**Entries for pointing and labeling:**
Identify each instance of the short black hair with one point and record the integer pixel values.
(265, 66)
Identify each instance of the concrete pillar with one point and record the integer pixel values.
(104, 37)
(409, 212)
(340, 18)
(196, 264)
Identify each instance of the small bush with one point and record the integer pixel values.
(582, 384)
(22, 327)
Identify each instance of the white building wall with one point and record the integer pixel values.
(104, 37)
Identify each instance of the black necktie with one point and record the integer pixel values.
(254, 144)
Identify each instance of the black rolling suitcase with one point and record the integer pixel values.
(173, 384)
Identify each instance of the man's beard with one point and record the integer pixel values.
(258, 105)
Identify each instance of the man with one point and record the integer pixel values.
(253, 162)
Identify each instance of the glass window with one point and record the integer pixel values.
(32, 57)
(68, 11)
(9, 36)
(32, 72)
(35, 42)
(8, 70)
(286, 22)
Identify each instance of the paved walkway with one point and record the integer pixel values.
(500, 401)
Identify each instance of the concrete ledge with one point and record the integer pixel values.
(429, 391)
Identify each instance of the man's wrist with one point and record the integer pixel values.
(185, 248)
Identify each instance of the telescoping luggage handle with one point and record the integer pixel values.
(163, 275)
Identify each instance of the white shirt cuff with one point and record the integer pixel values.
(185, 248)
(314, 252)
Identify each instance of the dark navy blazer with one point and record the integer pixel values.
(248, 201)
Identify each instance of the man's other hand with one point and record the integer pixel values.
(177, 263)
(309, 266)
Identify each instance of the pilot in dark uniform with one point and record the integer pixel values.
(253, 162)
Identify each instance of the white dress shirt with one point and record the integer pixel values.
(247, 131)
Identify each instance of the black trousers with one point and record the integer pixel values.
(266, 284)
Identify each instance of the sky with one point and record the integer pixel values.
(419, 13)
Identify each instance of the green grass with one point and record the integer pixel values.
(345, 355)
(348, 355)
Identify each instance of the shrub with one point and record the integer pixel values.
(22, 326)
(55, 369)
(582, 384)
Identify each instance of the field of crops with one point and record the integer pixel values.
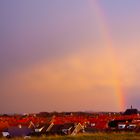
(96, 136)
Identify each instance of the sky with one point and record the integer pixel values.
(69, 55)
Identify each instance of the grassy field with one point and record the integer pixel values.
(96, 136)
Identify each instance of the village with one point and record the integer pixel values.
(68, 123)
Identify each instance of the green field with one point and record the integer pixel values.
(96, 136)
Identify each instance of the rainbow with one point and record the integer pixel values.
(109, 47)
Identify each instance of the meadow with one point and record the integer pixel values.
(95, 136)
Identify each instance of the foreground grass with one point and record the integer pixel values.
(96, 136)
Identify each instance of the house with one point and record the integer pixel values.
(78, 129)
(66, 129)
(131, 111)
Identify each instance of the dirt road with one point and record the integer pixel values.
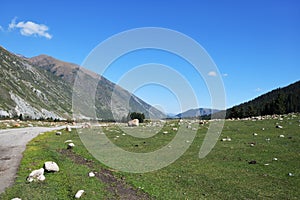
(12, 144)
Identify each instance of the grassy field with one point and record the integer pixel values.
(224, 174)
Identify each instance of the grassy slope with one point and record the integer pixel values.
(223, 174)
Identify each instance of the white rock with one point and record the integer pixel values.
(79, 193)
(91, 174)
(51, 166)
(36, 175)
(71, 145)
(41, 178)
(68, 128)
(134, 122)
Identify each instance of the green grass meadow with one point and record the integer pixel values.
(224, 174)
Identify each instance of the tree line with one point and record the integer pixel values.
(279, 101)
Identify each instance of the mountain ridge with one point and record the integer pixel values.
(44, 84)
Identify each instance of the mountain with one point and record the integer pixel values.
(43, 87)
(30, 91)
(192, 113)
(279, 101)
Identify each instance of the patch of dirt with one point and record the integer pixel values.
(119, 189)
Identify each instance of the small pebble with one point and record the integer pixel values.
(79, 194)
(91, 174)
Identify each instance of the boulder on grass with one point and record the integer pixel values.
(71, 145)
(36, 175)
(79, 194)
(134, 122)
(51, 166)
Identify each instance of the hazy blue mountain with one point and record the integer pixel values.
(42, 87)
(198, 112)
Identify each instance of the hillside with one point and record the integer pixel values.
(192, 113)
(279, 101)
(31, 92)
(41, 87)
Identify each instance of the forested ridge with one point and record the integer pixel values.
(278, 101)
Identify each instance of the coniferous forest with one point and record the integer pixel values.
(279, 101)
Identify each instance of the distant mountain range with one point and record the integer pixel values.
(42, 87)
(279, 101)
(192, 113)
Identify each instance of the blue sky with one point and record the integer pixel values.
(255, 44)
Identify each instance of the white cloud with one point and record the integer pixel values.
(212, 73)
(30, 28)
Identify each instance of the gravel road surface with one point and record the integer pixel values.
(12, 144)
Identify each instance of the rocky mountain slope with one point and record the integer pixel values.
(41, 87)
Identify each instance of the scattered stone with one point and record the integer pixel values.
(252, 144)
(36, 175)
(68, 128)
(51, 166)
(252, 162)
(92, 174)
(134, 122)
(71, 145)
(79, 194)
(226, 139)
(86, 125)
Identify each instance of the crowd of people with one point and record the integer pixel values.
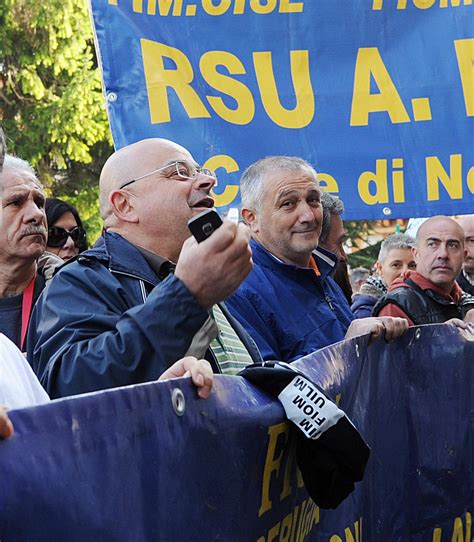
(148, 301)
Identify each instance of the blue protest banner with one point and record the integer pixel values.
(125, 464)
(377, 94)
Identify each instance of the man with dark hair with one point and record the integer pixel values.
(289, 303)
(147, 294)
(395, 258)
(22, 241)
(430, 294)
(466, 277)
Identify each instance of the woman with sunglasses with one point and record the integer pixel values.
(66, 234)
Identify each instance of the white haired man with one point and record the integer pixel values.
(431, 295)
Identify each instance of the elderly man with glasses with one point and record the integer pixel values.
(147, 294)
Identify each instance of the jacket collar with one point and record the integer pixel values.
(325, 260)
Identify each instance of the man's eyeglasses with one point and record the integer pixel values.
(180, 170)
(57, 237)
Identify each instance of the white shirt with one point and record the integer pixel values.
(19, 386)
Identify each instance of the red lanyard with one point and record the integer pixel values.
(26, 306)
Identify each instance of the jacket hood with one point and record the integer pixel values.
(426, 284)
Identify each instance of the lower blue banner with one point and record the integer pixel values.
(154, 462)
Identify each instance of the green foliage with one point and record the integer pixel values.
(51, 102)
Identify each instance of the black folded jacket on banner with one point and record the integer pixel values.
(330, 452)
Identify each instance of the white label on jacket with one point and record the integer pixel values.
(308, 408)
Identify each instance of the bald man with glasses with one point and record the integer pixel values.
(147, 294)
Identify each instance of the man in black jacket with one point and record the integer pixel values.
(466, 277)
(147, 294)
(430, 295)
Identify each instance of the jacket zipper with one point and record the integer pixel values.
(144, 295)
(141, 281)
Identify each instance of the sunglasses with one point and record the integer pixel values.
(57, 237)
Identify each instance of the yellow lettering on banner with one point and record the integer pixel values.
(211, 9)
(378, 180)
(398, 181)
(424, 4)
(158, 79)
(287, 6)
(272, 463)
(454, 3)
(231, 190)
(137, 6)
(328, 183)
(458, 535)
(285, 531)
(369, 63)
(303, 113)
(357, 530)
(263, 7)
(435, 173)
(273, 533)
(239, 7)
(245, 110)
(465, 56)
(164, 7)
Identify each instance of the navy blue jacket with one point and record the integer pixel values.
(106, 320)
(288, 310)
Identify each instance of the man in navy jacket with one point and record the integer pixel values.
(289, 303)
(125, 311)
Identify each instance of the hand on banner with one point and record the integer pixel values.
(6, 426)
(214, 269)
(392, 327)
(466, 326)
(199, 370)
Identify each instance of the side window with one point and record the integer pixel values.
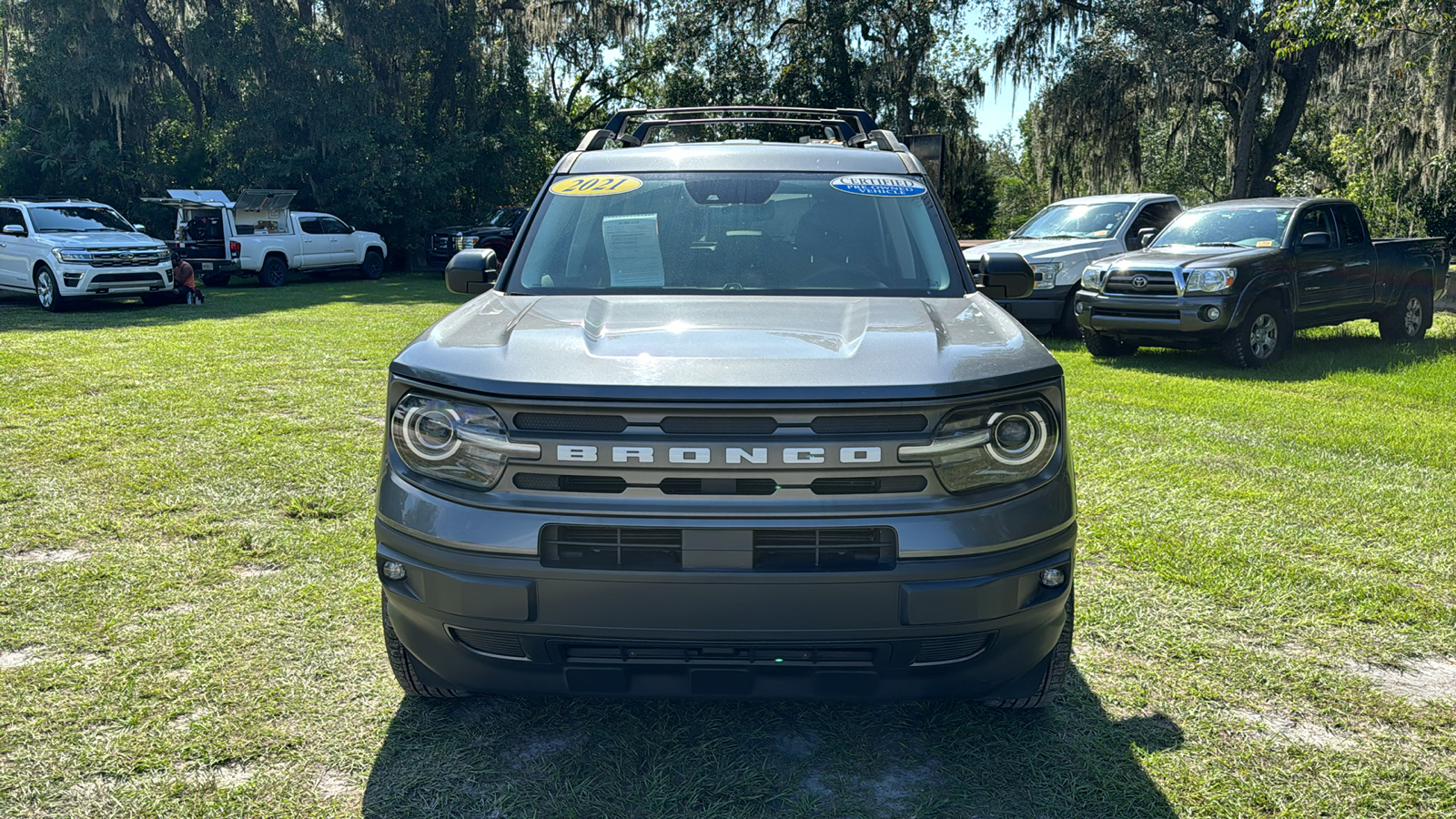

**EXERCISE AIM:**
Copy out every row above word for word, leaving out the pictures.

**SOLUTION FOR THIS TASK:**
Identify each instance of the short black hair with one point and record the integer pixel values.
(265, 66)
Identify each instance of the concrete pillar with one point and record the integer pixel values.
(104, 37)
(409, 212)
(340, 18)
(196, 264)
Identify each instance of the small bush with one point and record the integer pixel values.
(582, 384)
(22, 327)
Identify each instance of the white building wall with one point and record the integer pixel values.
(104, 37)
Identify each instance of the black necktie with one point and record the integer pixel values.
(254, 144)
Identify each instance of the black rolling suitcase with one point and record the integer pixel values.
(173, 384)
Identify each instance of the man's beard with one point and record the integer pixel values.
(258, 105)
Identify each instance of the man with one point and record the integer pixel values.
(253, 162)
Identify each instance of the glass window with one point and record the integer pixel values.
(32, 57)
(68, 11)
(9, 36)
(32, 72)
(35, 42)
(8, 70)
(286, 22)
Identify each instance of the paved walkway with one point and record the integer pixel values.
(500, 401)
Identify each instance of the concrete ledge with one point and record the integer pixel values.
(429, 391)
Identify each instance of the man's wrist with one point and record the integer pixel values.
(185, 248)
Identify each instance of the telescoping luggage handle with one point and record the integer pixel values.
(163, 275)
Identify each instance of the white shirt cuff with one point and record the integer pixel values.
(185, 248)
(314, 252)
Identify each instance of the dark navy blazer with one point and record the integer pixel values.
(248, 201)
Identify each instance of the man's other hand with one point and record the integer pixel values.
(177, 263)
(309, 266)
Identify each instance of the pilot in dark uniform with one point and record the integer pixel values.
(253, 162)
Identify each instance of the white dress shirt with one point and record the integer pixel values.
(247, 131)
Identify each instance of the black trousers with one point and record the integer pixel values.
(266, 284)
Identify each instance of the sky with one point and record the integer pixel values.
(419, 13)
Identify each instance of the green grass with one point and record the integer pixel values.
(345, 355)
(348, 355)
Identify each instance of the shrub with one point and record the integer pixel values.
(22, 326)
(55, 369)
(582, 384)
Identify each instance of the field of crops with one point and record the integer pixel values.
(96, 136)
Identify each instance of the sky with one point and record the integer pixel values.
(69, 55)
Identify each instance of the grassy field with one point and record the integer pixel values.
(96, 136)
Identify each instance of the village with one point and record the integer pixel values.
(68, 123)
Identify each instance of the green field with one point and record the integer pixel values.
(96, 136)
Identify each instance of the rainbow with one point and record the integer pixel values.
(109, 47)
Identify each instance of the meadow with one point and record the integer pixel values.
(95, 136)
Identify each instance of the foreground grass with one point and record the integer pixel values.
(96, 136)
Identify each instance of the house with one point and record the integer pixel values.
(78, 129)
(66, 129)
(131, 111)
Identify each instance of the dirt road with one point and record the integer pixel values.
(12, 144)
Identify each instance of the grassy field with one point and record the integer pixel values.
(224, 174)
Identify each instance of the grassy slope with one point and record the integer pixel values.
(223, 174)
Identify each instance of the white rock with one point and record the integer pixel values.
(79, 193)
(91, 174)
(51, 166)
(36, 175)
(71, 145)
(41, 178)
(68, 128)
(134, 122)
Identify each instance of the green grass meadow with one point and record the integer pixel values.
(224, 174)
Identify each instance of the tree line with one point and record the integer pixel values.
(279, 101)
Identify each instance of the mountain ridge with one point and record the integer pixel values.
(44, 84)
Identify each instance of the mountain with one point and record the integer pixel values.
(43, 87)
(30, 91)
(192, 113)
(279, 101)
Identify each instance of the patch of dirt with one point and record the integer pixel values.
(119, 189)
Identify each instance of the small pebble with one point and record the integer pixel values.
(79, 194)
(91, 174)
Identify each instance of the boulder on grass with one point and record the integer pixel values.
(71, 145)
(36, 175)
(79, 194)
(134, 122)
(51, 166)
Identify each instance of the hazy blue mountain with one point and record the integer pixel values.
(42, 87)
(198, 112)
Identify each instance of the hillside with one point and record the integer pixel values.
(192, 113)
(279, 101)
(31, 92)
(41, 87)
Identify each instance of the forested ridge with one point and record the integer pixel values.
(278, 101)
Identify each instance of the coniferous forest with one point and record the integer pixel values.
(279, 101)
Identify each instance of the distant mountain range with one point and record the integer pixel values.
(42, 87)
(279, 101)
(192, 113)
Identify each instance of the blue sky with one point and record the integer pixel values.
(255, 44)
Identify each instance of the white cloud with one point and record the integer pixel values.
(212, 73)
(30, 28)
Identify each instance of the gravel road surface with one point and record the integer pixel values.
(12, 144)
Identify each instance of the rocky mountain slope with one point and record the integer pixel values.
(41, 87)
Identify each instance of the scattered stone with one point and record the integer pixel values.
(252, 144)
(36, 175)
(68, 128)
(51, 166)
(252, 162)
(92, 174)
(134, 122)
(71, 145)
(79, 194)
(226, 139)
(86, 125)
Identify each instance of the crowd of people with one point and record the integer pixel values.
(148, 301)
Identify each instance of the blue protest banner with one point and record the integer pixel values.
(125, 464)
(377, 94)
Identify each instance of the man with dark hair with one point and record the integer pixel values.
(289, 303)
(147, 294)
(395, 258)
(22, 241)
(430, 294)
(466, 277)
Identify each instance of the woman with sunglasses with one point and record the integer pixel values.
(66, 234)
Identify each instance of the white haired man with one point and record the integer pixel values.
(431, 295)
Identify each instance of the elderly man with glasses with one point and record the integer pixel values.
(147, 294)
Identify each instance of the jacket collar with one point and record the integer pixel values.
(325, 260)
Identify each instance of the man's eyeglasses with one point and record the integer pixel values.
(180, 170)
(57, 237)
Identify each instance of the white shirt with one point and record the integer pixel values.
(19, 386)
Identify each instance of the red lanyard with one point and record the integer pixel values.
(26, 306)
Identify each instance of the jacket hood with one point and record the integer pixel values.
(426, 284)
Identify each instance of the lower blue banner with one point and record the integer pixel values.
(154, 462)
Identify each instance of the green foliage with one point and record the integer pixel values.
(51, 102)
Identify each instance of the black folded jacket on banner with one point and record the integer pixel values.
(330, 452)
Identify each instance of the white label on jacket with one point and record the integer pixel values.
(308, 408)
Identify each instance of the bald man with glasses with one point and record the integer pixel values.
(147, 294)
Identify each instance of the man in black jacket with one point and record the integer pixel values.
(466, 277)
(147, 294)
(430, 295)
Identify each instance of the jacket zipper with one point and record the integer pixel values.
(144, 295)
(141, 281)
Identify each instance of the sunglasses with one point and record the integer pixel values.
(57, 237)
Identify each instance of the yellow lettering on banner with one point and record the integer pixel values.
(211, 9)
(378, 180)
(398, 181)
(424, 4)
(158, 79)
(287, 6)
(272, 463)
(454, 3)
(231, 190)
(137, 6)
(328, 183)
(458, 535)
(285, 531)
(369, 63)
(303, 113)
(357, 530)
(263, 7)
(435, 173)
(273, 533)
(239, 7)
(245, 110)
(465, 56)
(164, 7)
Identify each instance of the navy blue jacket with one point and record the integer pixel values.
(106, 320)
(288, 310)
Identify each instance of the man in navy jacket with one point and record the integer pixel values.
(289, 303)
(125, 311)
Identify each instance of the hand on banner with one point and record the integer pixel values.
(6, 426)
(214, 269)
(392, 327)
(466, 326)
(199, 370)
Identify each instance of the side window with one point and record the integer pixel values.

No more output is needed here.